* **Your instructions**
Lay out as a numbered list the lines below, starting with the line that contains "Indicate a point on each instance of the wrist, one" and going on through the last line, with blank lines left out.

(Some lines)
━━━━━━━━
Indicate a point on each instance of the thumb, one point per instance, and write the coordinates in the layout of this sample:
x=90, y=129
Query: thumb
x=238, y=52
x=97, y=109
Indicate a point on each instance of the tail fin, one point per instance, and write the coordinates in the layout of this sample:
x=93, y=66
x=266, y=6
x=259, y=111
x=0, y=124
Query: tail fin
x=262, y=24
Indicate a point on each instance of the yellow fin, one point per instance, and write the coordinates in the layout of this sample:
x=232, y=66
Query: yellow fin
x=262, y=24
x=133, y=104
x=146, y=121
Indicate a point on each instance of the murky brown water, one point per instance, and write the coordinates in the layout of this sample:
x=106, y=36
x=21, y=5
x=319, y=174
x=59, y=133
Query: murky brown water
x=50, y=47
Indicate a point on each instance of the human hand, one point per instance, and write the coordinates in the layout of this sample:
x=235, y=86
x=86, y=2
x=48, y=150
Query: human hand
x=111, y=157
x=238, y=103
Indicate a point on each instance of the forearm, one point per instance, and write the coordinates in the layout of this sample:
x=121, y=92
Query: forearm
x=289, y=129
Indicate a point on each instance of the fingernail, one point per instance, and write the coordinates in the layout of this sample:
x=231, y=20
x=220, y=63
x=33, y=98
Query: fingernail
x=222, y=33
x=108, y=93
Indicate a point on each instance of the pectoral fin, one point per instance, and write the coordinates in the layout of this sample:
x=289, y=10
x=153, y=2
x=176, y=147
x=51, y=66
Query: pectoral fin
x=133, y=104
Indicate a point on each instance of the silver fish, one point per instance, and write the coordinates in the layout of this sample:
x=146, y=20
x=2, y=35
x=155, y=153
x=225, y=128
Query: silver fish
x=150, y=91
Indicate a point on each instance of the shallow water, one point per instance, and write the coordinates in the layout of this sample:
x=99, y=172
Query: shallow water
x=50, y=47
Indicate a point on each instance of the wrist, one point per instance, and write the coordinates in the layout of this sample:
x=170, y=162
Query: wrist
━━━━━━━━
* **Final answer**
1. Indicate a point on each instance of the wrist, one point per instance, and write the coordinates in the layout of this sample:
2. x=170, y=162
3. Query: wrist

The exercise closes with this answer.